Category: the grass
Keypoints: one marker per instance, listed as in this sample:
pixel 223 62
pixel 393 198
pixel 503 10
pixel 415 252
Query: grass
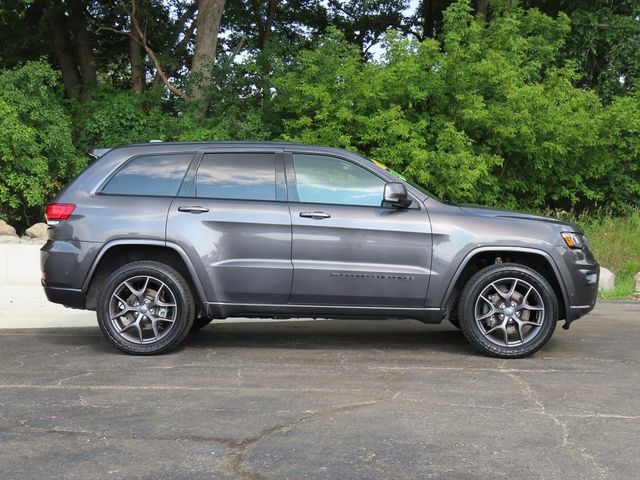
pixel 615 242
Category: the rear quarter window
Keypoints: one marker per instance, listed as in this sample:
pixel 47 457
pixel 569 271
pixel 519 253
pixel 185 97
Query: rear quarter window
pixel 152 175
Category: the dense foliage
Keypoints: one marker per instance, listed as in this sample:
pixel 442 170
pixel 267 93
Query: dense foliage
pixel 517 105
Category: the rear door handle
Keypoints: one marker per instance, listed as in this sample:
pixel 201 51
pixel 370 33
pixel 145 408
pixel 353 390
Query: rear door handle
pixel 193 209
pixel 315 215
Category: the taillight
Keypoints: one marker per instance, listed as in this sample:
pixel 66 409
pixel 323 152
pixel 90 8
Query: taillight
pixel 59 211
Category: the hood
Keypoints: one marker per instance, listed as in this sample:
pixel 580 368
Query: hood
pixel 501 213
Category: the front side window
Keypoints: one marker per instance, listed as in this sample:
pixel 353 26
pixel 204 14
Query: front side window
pixel 240 176
pixel 157 175
pixel 323 179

● **Action item**:
None of the images should be copied, but every entry must be given again exactly.

● **Solved exercise**:
Category: the grass
Keypoints: one marker per instance, listed as in this sample:
pixel 223 62
pixel 393 198
pixel 503 10
pixel 415 252
Query: grass
pixel 615 242
Category: the rear quarter window
Keypoints: one marker per instance, listed as in this sample:
pixel 47 457
pixel 569 271
pixel 519 253
pixel 185 97
Query: rear quarter window
pixel 152 175
Category: the dense foliage
Keypoints: one marker per instance, listed as in this sample:
pixel 442 170
pixel 267 93
Query: dense foliage
pixel 517 105
Category: the rear door handle
Keypoints: one marker per instance, listed as in this sample:
pixel 201 51
pixel 370 33
pixel 145 408
pixel 353 390
Query: rear door handle
pixel 193 209
pixel 315 215
Category: the taillight
Keypoints: one marker per instance, listed as in this sample:
pixel 66 409
pixel 323 152
pixel 90 8
Query: taillight
pixel 59 211
Category: the hood
Keypoints: one marker per instance, listed as in this sample:
pixel 580 368
Query: hood
pixel 501 213
Category: the front side window
Keypoints: one marker per instance, listed as in this sample:
pixel 353 26
pixel 204 14
Query: front side window
pixel 240 176
pixel 157 175
pixel 323 179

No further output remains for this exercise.